# [VORLIEGENDER TEXT]
60'000 interne Chatprotokolle veröffentlicht
Medien und Cybersecurity-Spezialisten haben nun mit deren Analyse begonnen. Im Leak befinden sich unter anderem rund 400 Json-Dateien und 60'000 interne Chat-Protokolle, die einen vertieften Einblick in die Mafia-ähnliche Struktur der Bande geben.
Laut dem französischen
'LeMagIT' stechen unter den Pseudonymen Mango und Stern zwei Leader deutlich hervor. Mitte Juli 2021 wurden erstmals die Ausmasse der Conti-Belegschaft detailliert beschrieben: "62 Personen im Hauptteam, das für die Durchführung der Angriffe und die Verhandlungen mit den Opfern verantwortlich ist; 23 Personen auf der Entwicklungsseite; 6 weitere für Reverse Engineering; und 4 weitere für Open Source Intelligence."
Streit um Zahlungen an Bandenmitglieder
Das Qualifikationsniveau sei jedoch im Allgemeinen heterogen, so 'LeMagIT'. "Einigen Rekruten musste beigebracht werden, wie man einen VPN-Server oder einen Socks-Proxy-Server verwendet." Auch bei der Bezahlung seien die Cyberkriminellen "unterschiedlich vorsichtig": "Während die einen regelmässig dieselbe Bitcoin-Adresse verwenden, ändern andere sie mehr oder weniger systematisch." Auch seien heftige Diskussionen ausgebrochen, weil Zahlungen an Bandenmitglieder nicht oder erst verspätet erfolgten.
Auch der amerikanische Security-Spezialist Brian Krebs hat sich die Datenpakete vorgenommen und in "2 Tagen 14 Monate an Chats" analysiert. Es sei eine "Goldmine ohne Boden", schreibt er
in seinem Blog. "Die Nachrichten enthalten auch umfangreiche Lösegeldverhandlungen und Zahlungen von Unternehmen, die einen Verstoss oder Ransomware-Vorfall nicht offengelegt hatten (und tatsächlich Conti bezahlt hatten, um sicherzustellen, dass die Bande schweigt). Darüber hinaus gibt es in diesen Chats Hunderte von Bitcoin-Adressen, die sich zweifellos als nützlich für Strafverfolgungsbehörden erweisen werden, die versuchen, die Gewinne der Gruppe zu verfolgen."
Quellcode der Ransomware geknackt
Wie
'Bleeping Computer' berichtet, findet sich im Leak auch ein passwortgeschütztes Archiv, das den Quellcode für den Conti-Ransomware-Verschlüsseler, -Entschlüsseler und -Builder enthält. Ein Sicherheitsforscher habe das Passwort geknackt, "wodurch jeder Zugriff auf den Quellcode der Conti-Ransomware- und Malware-Dateien erhielt". Der Quellcode biete einen enormen Einblick in die Funktionsweise der Malware. Auch der Quellcode der Bazarbackdoor-APIs und des Befehls- und Kontrollservers von Trickbot sei veröffentlicht worden.

# [GEGEBENE DATEN]
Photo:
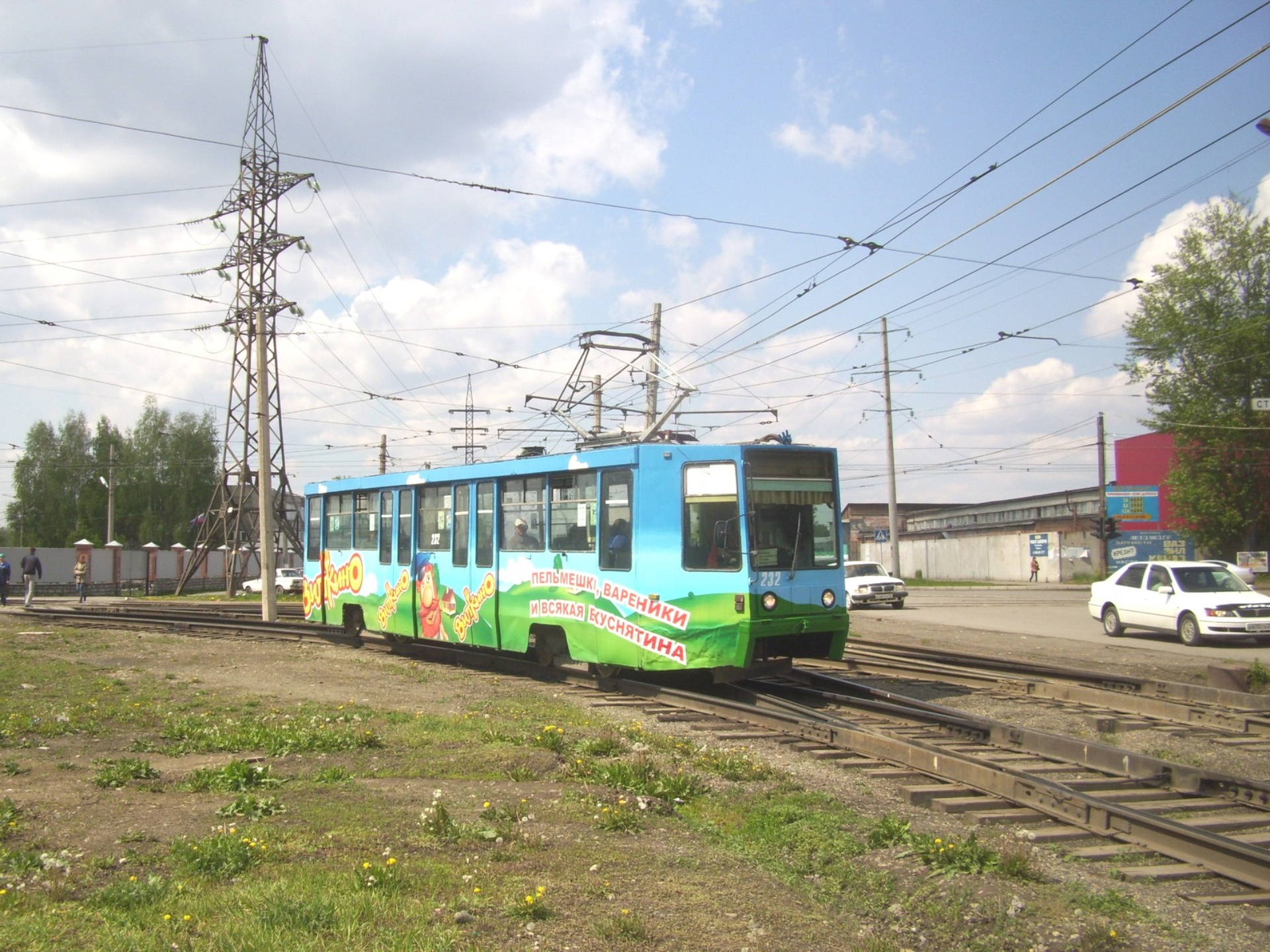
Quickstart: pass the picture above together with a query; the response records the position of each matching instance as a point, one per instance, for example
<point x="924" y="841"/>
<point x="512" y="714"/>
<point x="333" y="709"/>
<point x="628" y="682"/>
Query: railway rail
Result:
<point x="1117" y="702"/>
<point x="1064" y="790"/>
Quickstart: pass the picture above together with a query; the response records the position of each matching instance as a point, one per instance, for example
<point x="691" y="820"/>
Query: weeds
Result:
<point x="251" y="807"/>
<point x="237" y="776"/>
<point x="117" y="774"/>
<point x="220" y="855"/>
<point x="624" y="927"/>
<point x="531" y="906"/>
<point x="134" y="894"/>
<point x="9" y="814"/>
<point x="379" y="876"/>
<point x="948" y="857"/>
<point x="1259" y="677"/>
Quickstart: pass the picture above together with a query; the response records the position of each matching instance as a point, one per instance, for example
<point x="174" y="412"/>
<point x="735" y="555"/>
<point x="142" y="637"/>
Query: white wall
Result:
<point x="1002" y="557"/>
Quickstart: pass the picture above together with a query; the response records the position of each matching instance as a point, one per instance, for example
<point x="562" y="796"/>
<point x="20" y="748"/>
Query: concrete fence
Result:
<point x="997" y="557"/>
<point x="114" y="571"/>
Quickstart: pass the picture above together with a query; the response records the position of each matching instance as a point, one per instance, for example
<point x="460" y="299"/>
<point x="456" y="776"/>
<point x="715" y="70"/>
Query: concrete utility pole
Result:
<point x="469" y="429"/>
<point x="653" y="354"/>
<point x="892" y="507"/>
<point x="1103" y="499"/>
<point x="248" y="509"/>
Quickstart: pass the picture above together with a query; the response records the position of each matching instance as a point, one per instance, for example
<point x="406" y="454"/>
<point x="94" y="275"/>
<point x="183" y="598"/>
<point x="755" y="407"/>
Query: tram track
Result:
<point x="1062" y="790"/>
<point x="1113" y="702"/>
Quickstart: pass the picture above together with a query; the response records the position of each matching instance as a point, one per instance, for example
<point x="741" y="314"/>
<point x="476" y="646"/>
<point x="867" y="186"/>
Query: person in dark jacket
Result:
<point x="31" y="571"/>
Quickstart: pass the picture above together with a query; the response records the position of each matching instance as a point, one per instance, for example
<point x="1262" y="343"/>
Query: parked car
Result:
<point x="1195" y="601"/>
<point x="1241" y="571"/>
<point x="285" y="580"/>
<point x="869" y="584"/>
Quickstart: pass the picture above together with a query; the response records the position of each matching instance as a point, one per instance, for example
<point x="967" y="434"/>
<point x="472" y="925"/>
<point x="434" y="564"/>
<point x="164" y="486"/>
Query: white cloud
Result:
<point x="585" y="138"/>
<point x="704" y="13"/>
<point x="843" y="145"/>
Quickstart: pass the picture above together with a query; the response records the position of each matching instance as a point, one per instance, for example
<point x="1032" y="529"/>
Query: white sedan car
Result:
<point x="1195" y="601"/>
<point x="285" y="580"/>
<point x="869" y="584"/>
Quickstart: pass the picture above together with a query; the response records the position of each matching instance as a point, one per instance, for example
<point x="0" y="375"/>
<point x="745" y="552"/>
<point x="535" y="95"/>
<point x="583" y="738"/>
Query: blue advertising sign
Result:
<point x="1134" y="507"/>
<point x="1148" y="547"/>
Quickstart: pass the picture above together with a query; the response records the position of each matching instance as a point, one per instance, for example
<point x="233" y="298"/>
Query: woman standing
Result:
<point x="81" y="576"/>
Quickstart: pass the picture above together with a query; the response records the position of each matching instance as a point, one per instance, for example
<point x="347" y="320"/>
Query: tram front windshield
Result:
<point x="793" y="509"/>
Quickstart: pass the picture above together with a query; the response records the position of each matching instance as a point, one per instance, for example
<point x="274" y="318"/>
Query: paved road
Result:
<point x="1044" y="612"/>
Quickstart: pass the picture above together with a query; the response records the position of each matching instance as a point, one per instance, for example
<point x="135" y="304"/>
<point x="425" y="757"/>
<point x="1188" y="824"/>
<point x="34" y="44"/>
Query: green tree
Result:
<point x="164" y="474"/>
<point x="1201" y="340"/>
<point x="50" y="481"/>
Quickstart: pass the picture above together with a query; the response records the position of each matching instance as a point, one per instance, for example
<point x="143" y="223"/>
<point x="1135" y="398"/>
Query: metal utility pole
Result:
<point x="1103" y="500"/>
<point x="892" y="507"/>
<point x="248" y="510"/>
<point x="654" y="353"/>
<point x="469" y="429"/>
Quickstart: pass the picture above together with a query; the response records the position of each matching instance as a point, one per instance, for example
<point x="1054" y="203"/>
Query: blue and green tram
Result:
<point x="651" y="556"/>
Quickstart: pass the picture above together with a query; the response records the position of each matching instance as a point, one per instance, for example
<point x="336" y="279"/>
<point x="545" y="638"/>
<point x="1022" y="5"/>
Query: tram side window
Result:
<point x="435" y="520"/>
<point x="524" y="524"/>
<point x="339" y="521"/>
<point x="484" y="524"/>
<point x="712" y="517"/>
<point x="405" y="527"/>
<point x="313" y="545"/>
<point x="616" y="520"/>
<point x="385" y="528"/>
<point x="573" y="512"/>
<point x="462" y="513"/>
<point x="366" y="521"/>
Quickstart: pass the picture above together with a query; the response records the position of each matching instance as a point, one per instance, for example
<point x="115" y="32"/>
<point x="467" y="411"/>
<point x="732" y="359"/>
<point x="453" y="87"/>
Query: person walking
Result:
<point x="31" y="571"/>
<point x="81" y="576"/>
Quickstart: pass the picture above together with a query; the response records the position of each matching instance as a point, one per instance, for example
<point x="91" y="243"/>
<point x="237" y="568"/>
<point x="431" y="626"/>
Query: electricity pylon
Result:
<point x="249" y="509"/>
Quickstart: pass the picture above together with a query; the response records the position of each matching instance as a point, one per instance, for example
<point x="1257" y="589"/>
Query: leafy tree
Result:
<point x="164" y="474"/>
<point x="50" y="480"/>
<point x="1201" y="339"/>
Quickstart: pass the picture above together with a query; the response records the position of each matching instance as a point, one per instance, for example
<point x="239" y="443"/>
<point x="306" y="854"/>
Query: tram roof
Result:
<point x="582" y="460"/>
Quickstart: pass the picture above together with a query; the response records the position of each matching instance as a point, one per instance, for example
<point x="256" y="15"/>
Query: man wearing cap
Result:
<point x="523" y="537"/>
<point x="31" y="571"/>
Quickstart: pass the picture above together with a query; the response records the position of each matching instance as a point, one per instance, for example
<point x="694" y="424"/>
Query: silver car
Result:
<point x="869" y="584"/>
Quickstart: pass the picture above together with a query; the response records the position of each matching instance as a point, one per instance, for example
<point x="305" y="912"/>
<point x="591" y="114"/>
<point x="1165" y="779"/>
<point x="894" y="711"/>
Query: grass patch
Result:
<point x="113" y="775"/>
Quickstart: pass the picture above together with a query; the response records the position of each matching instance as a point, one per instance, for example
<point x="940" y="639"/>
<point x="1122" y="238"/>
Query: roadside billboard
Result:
<point x="1148" y="547"/>
<point x="1134" y="507"/>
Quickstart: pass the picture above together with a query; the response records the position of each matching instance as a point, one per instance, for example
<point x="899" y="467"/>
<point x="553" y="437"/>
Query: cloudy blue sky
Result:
<point x="1014" y="163"/>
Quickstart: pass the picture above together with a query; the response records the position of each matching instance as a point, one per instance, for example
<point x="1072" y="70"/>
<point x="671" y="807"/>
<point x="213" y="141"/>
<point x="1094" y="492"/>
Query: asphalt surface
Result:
<point x="1034" y="612"/>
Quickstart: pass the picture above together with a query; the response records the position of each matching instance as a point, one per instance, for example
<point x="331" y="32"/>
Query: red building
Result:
<point x="1146" y="461"/>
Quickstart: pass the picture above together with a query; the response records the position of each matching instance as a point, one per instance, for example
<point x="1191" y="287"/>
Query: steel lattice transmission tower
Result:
<point x="249" y="508"/>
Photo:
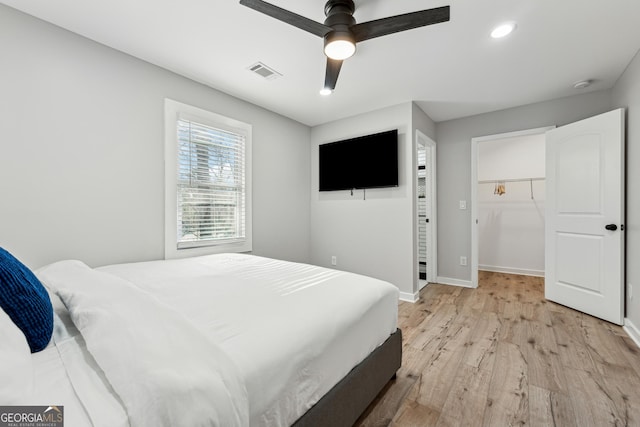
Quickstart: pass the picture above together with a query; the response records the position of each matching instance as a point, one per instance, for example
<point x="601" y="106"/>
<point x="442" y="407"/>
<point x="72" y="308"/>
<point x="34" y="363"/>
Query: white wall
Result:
<point x="454" y="161"/>
<point x="376" y="236"/>
<point x="512" y="158"/>
<point x="511" y="228"/>
<point x="626" y="93"/>
<point x="81" y="152"/>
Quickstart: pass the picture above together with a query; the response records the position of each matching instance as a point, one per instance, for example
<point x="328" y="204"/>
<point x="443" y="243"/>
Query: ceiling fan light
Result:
<point x="339" y="46"/>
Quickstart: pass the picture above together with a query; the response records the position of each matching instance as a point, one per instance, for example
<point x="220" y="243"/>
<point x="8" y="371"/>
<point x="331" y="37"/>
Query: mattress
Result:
<point x="292" y="330"/>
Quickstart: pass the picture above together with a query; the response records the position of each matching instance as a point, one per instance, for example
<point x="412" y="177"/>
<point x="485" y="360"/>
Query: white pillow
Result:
<point x="16" y="369"/>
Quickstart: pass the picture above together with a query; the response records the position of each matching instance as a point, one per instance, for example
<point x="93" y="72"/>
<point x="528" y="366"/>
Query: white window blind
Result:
<point x="211" y="191"/>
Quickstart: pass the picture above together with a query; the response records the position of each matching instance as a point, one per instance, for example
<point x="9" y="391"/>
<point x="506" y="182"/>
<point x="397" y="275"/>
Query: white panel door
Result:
<point x="584" y="233"/>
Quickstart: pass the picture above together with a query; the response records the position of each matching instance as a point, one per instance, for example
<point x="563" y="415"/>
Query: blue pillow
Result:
<point x="26" y="301"/>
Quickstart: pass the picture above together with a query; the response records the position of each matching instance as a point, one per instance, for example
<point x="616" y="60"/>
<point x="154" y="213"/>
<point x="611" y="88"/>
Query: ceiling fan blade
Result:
<point x="290" y="18"/>
<point x="395" y="24"/>
<point x="331" y="76"/>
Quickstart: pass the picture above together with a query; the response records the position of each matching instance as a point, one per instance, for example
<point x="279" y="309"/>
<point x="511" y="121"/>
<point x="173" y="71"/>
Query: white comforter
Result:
<point x="171" y="374"/>
<point x="199" y="337"/>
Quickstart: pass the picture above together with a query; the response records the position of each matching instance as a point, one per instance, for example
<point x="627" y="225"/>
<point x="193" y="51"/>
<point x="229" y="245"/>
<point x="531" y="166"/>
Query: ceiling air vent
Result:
<point x="264" y="71"/>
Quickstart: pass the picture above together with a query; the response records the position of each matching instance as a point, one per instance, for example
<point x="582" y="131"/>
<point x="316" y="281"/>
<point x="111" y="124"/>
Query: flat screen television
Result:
<point x="369" y="161"/>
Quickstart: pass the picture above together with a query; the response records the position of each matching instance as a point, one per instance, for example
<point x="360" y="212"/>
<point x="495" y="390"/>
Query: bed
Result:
<point x="228" y="339"/>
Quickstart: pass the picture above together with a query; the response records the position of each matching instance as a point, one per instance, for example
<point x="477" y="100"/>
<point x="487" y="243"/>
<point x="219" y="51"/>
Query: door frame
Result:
<point x="474" y="189"/>
<point x="432" y="250"/>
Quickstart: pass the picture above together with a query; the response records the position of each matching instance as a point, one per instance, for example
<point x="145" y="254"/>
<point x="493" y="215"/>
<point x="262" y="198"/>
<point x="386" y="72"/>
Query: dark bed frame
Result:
<point x="348" y="399"/>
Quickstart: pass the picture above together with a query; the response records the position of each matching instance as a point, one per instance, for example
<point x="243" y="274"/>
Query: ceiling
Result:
<point x="450" y="70"/>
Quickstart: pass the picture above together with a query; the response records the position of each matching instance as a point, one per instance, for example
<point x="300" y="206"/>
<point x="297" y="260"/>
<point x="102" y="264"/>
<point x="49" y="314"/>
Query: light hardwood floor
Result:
<point x="501" y="355"/>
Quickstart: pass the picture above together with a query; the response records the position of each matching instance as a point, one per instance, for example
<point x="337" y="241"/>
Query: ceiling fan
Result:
<point x="340" y="31"/>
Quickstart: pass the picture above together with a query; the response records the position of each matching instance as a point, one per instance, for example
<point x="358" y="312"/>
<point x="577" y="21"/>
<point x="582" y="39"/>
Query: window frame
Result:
<point x="174" y="111"/>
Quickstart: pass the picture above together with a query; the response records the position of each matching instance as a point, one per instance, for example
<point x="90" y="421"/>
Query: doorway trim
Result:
<point x="432" y="249"/>
<point x="474" y="189"/>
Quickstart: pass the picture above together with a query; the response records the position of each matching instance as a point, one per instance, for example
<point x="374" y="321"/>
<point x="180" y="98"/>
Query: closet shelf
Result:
<point x="493" y="181"/>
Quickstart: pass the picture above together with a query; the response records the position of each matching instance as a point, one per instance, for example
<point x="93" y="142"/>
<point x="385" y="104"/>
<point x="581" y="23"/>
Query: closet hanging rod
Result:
<point x="493" y="181"/>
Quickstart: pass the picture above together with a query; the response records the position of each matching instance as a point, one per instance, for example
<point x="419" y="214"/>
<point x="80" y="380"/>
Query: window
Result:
<point x="208" y="182"/>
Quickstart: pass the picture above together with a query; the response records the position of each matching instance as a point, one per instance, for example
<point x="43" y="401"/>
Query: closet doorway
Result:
<point x="426" y="209"/>
<point x="507" y="203"/>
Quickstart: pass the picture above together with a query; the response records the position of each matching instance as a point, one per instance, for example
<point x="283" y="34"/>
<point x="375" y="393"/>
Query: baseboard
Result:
<point x="632" y="331"/>
<point x="406" y="296"/>
<point x="454" y="282"/>
<point x="512" y="270"/>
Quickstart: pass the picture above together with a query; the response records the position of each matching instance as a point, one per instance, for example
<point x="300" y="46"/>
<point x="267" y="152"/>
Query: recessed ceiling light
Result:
<point x="582" y="84"/>
<point x="503" y="30"/>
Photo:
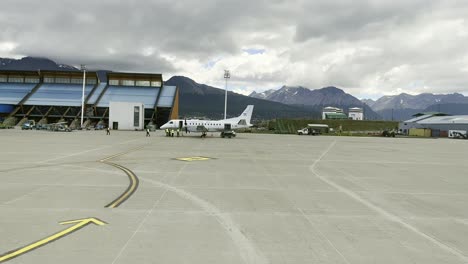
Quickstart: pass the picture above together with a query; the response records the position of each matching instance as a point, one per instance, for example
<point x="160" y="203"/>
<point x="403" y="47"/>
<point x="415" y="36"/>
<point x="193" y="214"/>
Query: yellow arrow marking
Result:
<point x="80" y="223"/>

# [ARBEITSAUFTRAG]
Setzen Sie den Text über das Datenleck der Conti-Bande nach seinem letzten Satz fort.

# [ANTWORTFELD]
Ob die Veröffentlichungen einen Einfluss auf die Operationen von Conti haben werden, ist zurzeit schwierig abzuschätzen. Im Normalfall erholen sich die Banden von Rückschlägen oder Verhaftungen relativ schnell und organisieren sich neu. Auf der Darkweb-Site von Conti wurde jedenfalls seit dem 28. Februar kein neuer Angriff mehr bekanntgegeben. Das letzte publizierte "Bekenntnis" ist
der Angriff auf die Universität Neuenburg. Hier wurden allerdings in den vergangenen zwei Tagen weitere entwendete Datenpakete publiziert. Mittlerweile sind es 46 Gigabyte – laut Conti rund 26% der angeblich gestohlenen Daten.
Auch Hive-Ransomware-Code analysiert
Unabhängig von den Conti-Leaks und nicht vor dem Hintergrund des Ukraine-Konflikts gibt es eventuell für eine weitere Ransomware-Bande schlechte Neuigkeiten. Sicherheitsforscher der südkoreanischen Universität Kookmin haben den Code der Hive-Ransomware analysiert und dazu
ein Papier (PDF) veröffentlicht. "Wir haben den Hauptschlüssel zum Generieren der Dateiverschlüsselung teilweise wiederhergestellt, um die Entschlüsselung von Daten zu ermöglichen, die von Hive-Ransomware verschlüsselt wurden", schreiben sie. "Nach unserem besten Wissen ist dies der erste erfolgreiche Versuch, Hive-Ransomware zu entschlüsseln. Es wird erwartet, dass unsere Methode verwendet werden kann, um den durch Hive-Ransomware verursachten Schaden zu reduzieren."